题目 1
列出下方阅读文本中函数 collapse 里用等号赋值的全部变量名,重复的只写一次。
题目 2
把下方讲合并表格行的文本从最后一行之后接着写下去。
── 阅读文本
因此,不是使用bgcolor来标识要合并的行,而是可以使用行的长度作为所有先前行需要合并的信号。

import bs4 as bs
import urllib2


def collapse(table):
    result = []
    rows = []
    for tr in table('tr'):
        row = []
        for td in tr('th') + tr('td'):
            try:
                span = int(td['colspan'])
            except KeyError:
                span = 1
            datum = ''.join(td.stripped_strings)
            row.extend([datum] + [''] * (span - 1))
        if row:
            # print('{}: {}'.format(len(row), row))
            if len(row) > 1:
                if any(row):
                    rows.append(row)
            else:
                result.extend(combine(rows))
────
── 所给数据
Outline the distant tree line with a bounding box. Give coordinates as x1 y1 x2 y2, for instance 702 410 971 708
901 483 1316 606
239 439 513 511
────
参考答案 1
result、rows、row、span、datum

参考答案 2
                rows = []
    if rows:
        result.extend(rows)
    return result


def combine(rows):
    return [[' '.join(col) for col in zip(*rows)]]

# url = 'http://www.sec.gov/Archives/edgar/data/5094/000095012313004020/h30303def14a.htm'
# soup = bs.BeautifulSoup(urllib2.urlopen(url))

# used for developing/debugging
with open('/tmp/def14a.htm', 'r') as f:
    soup = bs.BeautifulSoup(f.read())
for table in soup.find_all('table'):
    print(collapse(table))
    print('-' * 80)